[Dataset excerpts on pointing to objects]
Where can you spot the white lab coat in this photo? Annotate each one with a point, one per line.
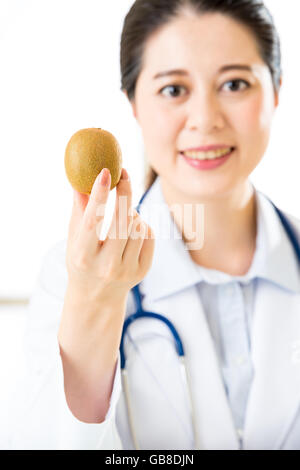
(161, 414)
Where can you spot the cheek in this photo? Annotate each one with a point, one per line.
(254, 117)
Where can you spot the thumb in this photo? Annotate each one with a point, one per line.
(80, 201)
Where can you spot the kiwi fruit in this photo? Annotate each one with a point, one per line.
(87, 152)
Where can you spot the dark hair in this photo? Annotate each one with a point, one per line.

§ What the exercise asks
Edit the material above so that every "spot" becomes "find", leaving everything else unchanged and omitting the pictures from your answer.

§ The result
Where can you find the white lab coat in this photo? Annotate each one with a point, one per line.
(161, 414)
Where can you find the cheek in this photo? Annotate each one with a point, one per line.
(254, 117)
Where can you find the thumb in this photo? Annotate each one with a point, one per line.
(80, 201)
Where can you find the kiwi fruit in this photo? Annotate each one with a point, one per line.
(87, 152)
Where can you find the dark hair in this photo? Annotate each one with a point, one per line.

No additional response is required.